■ Questões e tarefas ■
a: Quantas linhas das entradas contêm a palavra "drawer"? Determine esse total e informe apenas o número.
b: Continue o trecho sobre improbidade administrativa e linguagem jurídica a partir da última frase apresentada.

■ Trecho fornecido ■
##########
O raciocínio exposto demonstra a necessidade de uma adequação dos contornos da improbidade administrativa. Isso pode ser feito por intermédio de uma interpretação da Lei nº 8.429/92 mais consentânea com o direito constitucional. A incorreta interpretação da lei de improbidade faz com que diversas pessoas estejam sendo indevidamente processadas por improbidade administrativa, quando na realidade cometeram meras irregularidades. A linha seguida no presente trabalho visa contribuir para a correção dessa situação.

2. O direito e a linguagem

Sabe-se que o direito se expressa por intermédio da linguagem e que a inexatidão da linguagem gera problemas bastante graves2. É necessário, contudo, esclarecer que qualquer palavra, por mais imprecisa que seja, possui um núcleo significativo mínimo3. Não fosse assim, a própria comunicação tornar-se-ia impossível.

Algumas vezes o direito dá a um vocábulo uma significação diferenciada daquela que a ele é corriqueiramente atribuída. Quando não o faz, contudo, o direito alberga a palavra com o sentido corriqueiro que possui de acordo com o vernáculo4.

Essas constatações são importantes porque as conclusões interpretativas jamais podem ser feitas de modo arbitrário. As estipulações decorrentes do sistema ou do sentido vernacular de certo termo vinculam o intérprete e trazem consequências jurídicas. Isso não significa retirar liberdade ao intérprete, pois a interpretação é sempre condicionada pela visão que este tem do mundo. A aplicação dessa visão ao se estipular conteúdos para a norma jurídica, no entanto, sofre limitações. A principal delas é o núcleo semântico do termo interpretado.
##########
Entradas armazenadas
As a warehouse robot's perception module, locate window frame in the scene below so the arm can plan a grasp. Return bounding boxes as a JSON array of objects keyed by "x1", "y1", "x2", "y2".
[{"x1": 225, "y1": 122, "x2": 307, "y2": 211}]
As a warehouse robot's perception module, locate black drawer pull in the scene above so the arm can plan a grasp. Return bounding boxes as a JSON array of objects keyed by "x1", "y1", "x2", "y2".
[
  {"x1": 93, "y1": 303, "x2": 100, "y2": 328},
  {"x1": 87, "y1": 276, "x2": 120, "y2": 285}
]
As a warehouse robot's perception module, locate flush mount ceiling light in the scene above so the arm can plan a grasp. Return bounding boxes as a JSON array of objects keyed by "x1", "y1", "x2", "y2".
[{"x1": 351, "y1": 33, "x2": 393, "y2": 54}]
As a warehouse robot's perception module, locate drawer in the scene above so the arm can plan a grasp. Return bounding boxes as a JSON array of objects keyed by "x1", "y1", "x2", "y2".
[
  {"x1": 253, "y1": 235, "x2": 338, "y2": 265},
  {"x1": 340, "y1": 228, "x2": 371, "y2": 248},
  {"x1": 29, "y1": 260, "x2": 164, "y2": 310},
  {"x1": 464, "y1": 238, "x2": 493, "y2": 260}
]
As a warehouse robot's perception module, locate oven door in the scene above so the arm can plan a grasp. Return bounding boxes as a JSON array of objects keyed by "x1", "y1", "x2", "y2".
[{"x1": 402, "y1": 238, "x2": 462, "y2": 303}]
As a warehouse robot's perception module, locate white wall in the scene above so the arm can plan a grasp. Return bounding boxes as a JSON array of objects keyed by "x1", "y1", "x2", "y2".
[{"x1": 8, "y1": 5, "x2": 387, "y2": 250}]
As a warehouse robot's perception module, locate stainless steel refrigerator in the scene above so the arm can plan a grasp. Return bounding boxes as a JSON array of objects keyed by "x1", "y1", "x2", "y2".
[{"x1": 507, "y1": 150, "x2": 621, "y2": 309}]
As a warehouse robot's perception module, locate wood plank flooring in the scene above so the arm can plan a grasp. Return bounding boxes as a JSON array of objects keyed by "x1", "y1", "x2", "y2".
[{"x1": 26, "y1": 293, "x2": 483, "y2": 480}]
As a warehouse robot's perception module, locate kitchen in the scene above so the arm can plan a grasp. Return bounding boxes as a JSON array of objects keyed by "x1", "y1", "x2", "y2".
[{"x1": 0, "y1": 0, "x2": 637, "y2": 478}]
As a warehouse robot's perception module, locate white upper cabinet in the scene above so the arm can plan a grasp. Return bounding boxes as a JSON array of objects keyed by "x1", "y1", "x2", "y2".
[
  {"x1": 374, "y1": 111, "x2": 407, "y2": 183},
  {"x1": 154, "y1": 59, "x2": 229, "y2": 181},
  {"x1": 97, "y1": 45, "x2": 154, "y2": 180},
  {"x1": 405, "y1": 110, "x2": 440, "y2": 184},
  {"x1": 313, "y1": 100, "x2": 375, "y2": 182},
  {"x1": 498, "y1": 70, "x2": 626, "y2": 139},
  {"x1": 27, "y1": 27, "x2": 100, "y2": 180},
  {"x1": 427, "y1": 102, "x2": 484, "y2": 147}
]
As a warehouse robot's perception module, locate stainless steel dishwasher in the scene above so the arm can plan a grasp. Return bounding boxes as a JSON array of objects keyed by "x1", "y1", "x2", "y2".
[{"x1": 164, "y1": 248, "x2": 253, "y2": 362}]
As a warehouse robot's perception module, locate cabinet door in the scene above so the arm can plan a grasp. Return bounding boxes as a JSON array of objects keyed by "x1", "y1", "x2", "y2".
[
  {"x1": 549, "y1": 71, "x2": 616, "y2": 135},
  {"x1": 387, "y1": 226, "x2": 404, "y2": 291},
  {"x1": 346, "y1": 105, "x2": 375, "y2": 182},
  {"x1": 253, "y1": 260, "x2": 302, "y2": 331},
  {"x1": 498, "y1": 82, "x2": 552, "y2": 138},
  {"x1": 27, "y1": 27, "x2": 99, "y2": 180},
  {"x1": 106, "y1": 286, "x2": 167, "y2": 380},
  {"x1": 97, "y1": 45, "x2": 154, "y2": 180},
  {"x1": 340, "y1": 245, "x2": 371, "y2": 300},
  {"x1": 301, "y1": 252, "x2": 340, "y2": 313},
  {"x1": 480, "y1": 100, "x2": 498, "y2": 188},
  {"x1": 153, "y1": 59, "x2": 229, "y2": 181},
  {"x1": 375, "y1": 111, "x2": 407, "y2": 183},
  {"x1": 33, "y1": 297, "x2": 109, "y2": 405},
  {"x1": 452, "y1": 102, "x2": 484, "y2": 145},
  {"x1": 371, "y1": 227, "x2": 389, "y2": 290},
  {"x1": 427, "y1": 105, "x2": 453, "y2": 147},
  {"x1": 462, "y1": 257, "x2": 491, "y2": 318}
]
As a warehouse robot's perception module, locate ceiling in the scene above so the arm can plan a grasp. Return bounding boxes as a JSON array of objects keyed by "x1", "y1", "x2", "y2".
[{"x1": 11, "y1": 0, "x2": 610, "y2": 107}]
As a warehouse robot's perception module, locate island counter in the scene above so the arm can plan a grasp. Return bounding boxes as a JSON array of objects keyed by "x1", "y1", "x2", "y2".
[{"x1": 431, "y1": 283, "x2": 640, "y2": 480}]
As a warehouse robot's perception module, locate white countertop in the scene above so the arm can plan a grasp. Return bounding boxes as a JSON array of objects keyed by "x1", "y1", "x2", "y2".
##########
■ Respostas fornecidas ■
a: 2

b:
Há conceitos que são inequívocos e outros cuja equivocidade dificilmente pode ser sanada5.

É assim que se pode contrapor os conceitos jurídicos determinados aos conceitos jurídicos indeterminados6. Os primeiros são aqueles que delimitam a realidade à qual se referem de maneira precisa e inequívoca ou ao menos possibilitam que possa ser precisada diante do contexto em que se encontram.

Já os segundos, são dotados de um grau de indeterminação bastante elevado, o que dificulta a apreensão de seu conteúdo. Apesar de procurarem delimitar a realidade, eles não o conseguem, a não ser dentro de limites bastante amplos, pois não podem ser quantificados ou determinados rigorosamente. Isso, todavia, não significa que não haja limites para o seu campo significativo. A esse respeito, deve-se ter em mente que todo conceito indeterminado é finito, uma vez que as palavras têm um conteúdo mínimo, sem o qual a comunicação seria impossível.

Verifica-se, assim, que os conceitos jurídicos indeterminados apresentam um núcleo e um halo...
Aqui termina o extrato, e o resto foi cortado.